▶ [TRAVAIL À FAIRE]
1 – D'après l'article sur les avortements au Nouveau-Brunswick, de quelle année date la règle annulée par la première ministre Susan Holt ?
2 – Citez le passage de l'article sur les avortements au Nouveau-Brunswick qui commence par « La première ministre a cependant » et se termine par « dans une clinique. ».
3 – Poursuivez l'article sur les avortements au Nouveau-Brunswick à partir de sa dernière phrase.

▶ [EXTRAIT DU DOCUMENT]

■ ■ ■ ■ ■

Le Nouveau-Brunswick paiera les avortements pratiqués en dehors des hôpitaux

FREDERICTON — Les avortements chirurgicaux pratiqués hors des hôpitaux au Nouveau-Brunswick seront désormais entièrement financés par l’assurance maladie, a annoncé jeudi la première ministre Susan Holt, annulant ainsi une règle controversée datant de 1984 qui limitait la disponibilité de cette procédure dans toute la province.

Avant ce changement, le gouvernement ne couvrait le coût des avortements que s’ils étaient pratiqués dans l’un des trois hôpitaux qui offrent l’intervention. Mme Holt, dont les libéraux ont été portés au pouvoir le mois dernier, considère ce changement comme une première étape importante pour améliorer l’accès à l’avortement au Nouveau-Brunswick.

«Nous croyons que l’avortement est un soin de santé et que tout le monde mérite d’avoir accès aux soins dont il a besoin, quand et où il en a besoin, et notre équipe est donc fière de faire ce petit pas», a-t-elle déclaré aux journalistes.

La première ministre a cependant précisé que les avortements chirurgicaux pratiqués hors des hôpitaux «ne deviendront pas accessibles du jour au lendemain» en raison du travail préparatoire nécessaire avant que des cliniques ne soient en mesure d’offrir la procédure.

La première ministre affirme que la province sera désormais alignée sur la plupart des autres en couvrant le coût des avortements, qu’ils soient pratiqués dans un hôpital ou dans une clinique.

Le ministre de la Santé, le docteur John Dornan, a souligné jeudi que l’ancienne règle de la Loi sur le paiement des services médicaux de 1984 limitait concrètement l’accès aux avortements chirurgicaux en raison de la distance que certaines femmes doivent parcourir pour se rendre à l’un des trois hôpitaux qui pratiquent l’intervention: l’Hôpital régional Chaleur, à Bathurst, l’Hôpital de Moncton et le Centre hospitalier universitaire Dr-Georges-L.-Dumont, lui aussi à Moncton.

400 km de route

«Nous sommes en 2024 et nous sommes au Canada. En 1803, la participation à un avortement était punie par la peine de mort», a rappelé le ministre Dornan.

«Nous avons fait beaucoup de chemin. En 1985, la Loi canadienne sur la santé prévoyait que toutes les femmes au Canada devraient avoir accès à l’avortement.» Mais conduire d’Edmundston à Bathurst, un trajet aller-retour de plus de 400 kilomètres, «ce n’est pas de l’accès», a-t-il déclaré.

■ ■ ■ ■ ■

▶ [DONNÉES PRÉSENTÉES]
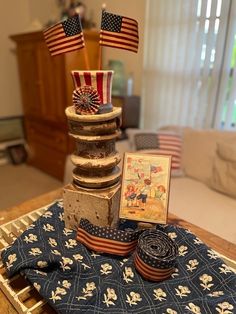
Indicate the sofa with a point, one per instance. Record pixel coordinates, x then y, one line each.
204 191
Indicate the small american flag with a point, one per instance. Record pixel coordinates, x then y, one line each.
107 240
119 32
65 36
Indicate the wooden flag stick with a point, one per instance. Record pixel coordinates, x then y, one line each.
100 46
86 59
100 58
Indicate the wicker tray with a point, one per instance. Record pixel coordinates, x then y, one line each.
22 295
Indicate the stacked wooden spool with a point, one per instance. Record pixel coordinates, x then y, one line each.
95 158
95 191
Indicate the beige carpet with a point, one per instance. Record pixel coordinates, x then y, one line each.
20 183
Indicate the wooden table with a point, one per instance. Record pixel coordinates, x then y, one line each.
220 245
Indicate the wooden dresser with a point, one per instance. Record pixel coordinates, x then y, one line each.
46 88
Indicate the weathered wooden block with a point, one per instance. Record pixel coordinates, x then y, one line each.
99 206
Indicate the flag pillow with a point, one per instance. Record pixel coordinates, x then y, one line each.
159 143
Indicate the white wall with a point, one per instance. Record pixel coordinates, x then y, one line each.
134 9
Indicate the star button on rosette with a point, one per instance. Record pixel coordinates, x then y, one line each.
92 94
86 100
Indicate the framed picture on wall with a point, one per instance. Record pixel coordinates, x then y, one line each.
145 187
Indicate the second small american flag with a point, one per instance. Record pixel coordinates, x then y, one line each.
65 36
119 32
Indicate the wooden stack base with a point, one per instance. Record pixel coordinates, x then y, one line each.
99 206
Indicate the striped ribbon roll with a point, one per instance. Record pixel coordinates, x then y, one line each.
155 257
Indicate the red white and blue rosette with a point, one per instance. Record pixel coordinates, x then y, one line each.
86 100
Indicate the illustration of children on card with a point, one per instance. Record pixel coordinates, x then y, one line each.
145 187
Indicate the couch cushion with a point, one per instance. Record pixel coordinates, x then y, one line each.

■ ■ ■ ■ ■

▶ [RÉSULTATS PAR TÂCHE]
1 – Elle date de 1984.

2 –
La première ministre a cependant précisé que les avortements chirurgicaux pratiqués hors des hôpitaux «ne deviendront pas accessibles du jour au lendemain» en raison du travail préparatoire nécessaire avant que des cliniques ne soient en mesure d’offrir la procédure.

La première ministre affirme que la province sera désormais alignée sur la plupart des autres en couvrant le coût des avortements, qu’ils soient pratiqués dans un hôpital ou dans une clinique.

3 –
La prochaine étape pour le gouvernement libéral consistera à travailler avec des groupes, notamment la Société médicale du Nouveau-Brunswick et les régies régionales, pour déterminer comment les avortements seront pratiqués dans les communautés.

Le précédent gouvernement progressiste-conservateur de Blaine Higgs refusait de payer les avortements chirurgicaux pratiqués à l’extérieur des trois hôpitaux qui offrent cette intervention. Il soutenait que les Néo-Brunswickoises avaient toutes accès à des avortements médicamenteux.

L’Association canadienne des libertés civiles a intenté une poursuite contre la province en 2021, affirmant que les restrictions violaient la Loi canadienne sur la santé, mais aussi les droits à la liberté, à la sécurité, à la vie privée et à l’égalité garantis par la Charte canadienne.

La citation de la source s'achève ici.